§ **What to do**:
Leave out the pictures and return every entry exactly as it appears.

--- start of Given records ---

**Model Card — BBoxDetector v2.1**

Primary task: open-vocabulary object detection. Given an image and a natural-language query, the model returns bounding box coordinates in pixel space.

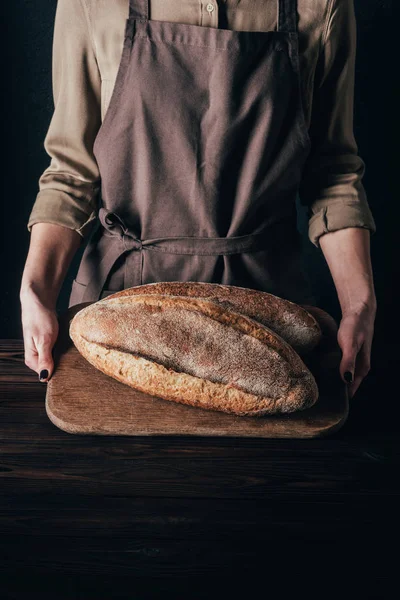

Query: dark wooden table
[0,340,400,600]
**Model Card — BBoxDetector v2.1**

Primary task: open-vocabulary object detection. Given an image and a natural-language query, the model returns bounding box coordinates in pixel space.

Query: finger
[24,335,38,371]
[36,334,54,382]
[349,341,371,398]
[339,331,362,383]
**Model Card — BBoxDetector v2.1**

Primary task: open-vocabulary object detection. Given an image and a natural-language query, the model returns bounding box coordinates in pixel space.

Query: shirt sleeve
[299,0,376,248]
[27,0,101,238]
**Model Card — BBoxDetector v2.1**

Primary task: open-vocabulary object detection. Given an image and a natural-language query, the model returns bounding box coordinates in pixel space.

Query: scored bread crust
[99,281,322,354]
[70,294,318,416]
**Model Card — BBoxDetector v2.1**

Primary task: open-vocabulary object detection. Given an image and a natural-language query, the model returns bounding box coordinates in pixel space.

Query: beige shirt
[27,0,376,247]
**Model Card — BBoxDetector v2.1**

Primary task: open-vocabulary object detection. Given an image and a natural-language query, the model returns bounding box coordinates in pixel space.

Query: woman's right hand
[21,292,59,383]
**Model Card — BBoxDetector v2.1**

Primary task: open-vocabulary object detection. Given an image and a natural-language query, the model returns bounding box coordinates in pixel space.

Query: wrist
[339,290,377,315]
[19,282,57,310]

--- end of Given records ---

§ **The result**:
**Model Card — BBoxDetector v2.1**

Primary task: open-vocabulary object detection. Given an image and a natural-language query, the model returns bounding box coordinates in pixel space.


Query: dark wooden table
[0,340,400,600]
**Model Card — BBoxDetector v2.1**

Primary task: open-vocabulary object detection. Given an image and a natural-language query, the model returns bounding box coordinates in pixel space.

Query: finger
[24,335,38,371]
[36,334,54,382]
[349,341,371,398]
[339,331,362,383]
**Model Card — BBoxDetector v2.1**

Primary task: open-vocabulary object detection. Given an image and a natural-language query, the model returns bounding box coordinates in pixel space.

Query: shirt sleeve
[299,0,376,248]
[27,0,101,238]
**Model Card — BBoxDetector v2.1**

Primary task: open-vocabulary object detection. Given an image and a natural-language query, the model returns bounding box coordinates in pixel space.

Query: scored bread crust
[99,281,322,354]
[70,294,318,416]
**Model Card — BBoxDetector v2.1**

Primary task: open-vocabulary object detection. Given an image and a natural-language query, the model returns bounding box coordinates in pixel space.

Query: beige shirt
[27,0,376,247]
**Model Card — BBoxDetector v2.1**

Primary task: open-vocabulary object detection. Given an image and a natural-language query, the model returns bounding box coordinates in pixel space.

Query: woman's right hand
[21,292,59,383]
**Model Card — BBoxDetector v2.1**

Primary task: open-vocabulary object detection. Given an image and a natural-language query, the model returns bounding box coordinates in pixel space.

Query: wrist
[339,290,377,315]
[19,282,57,310]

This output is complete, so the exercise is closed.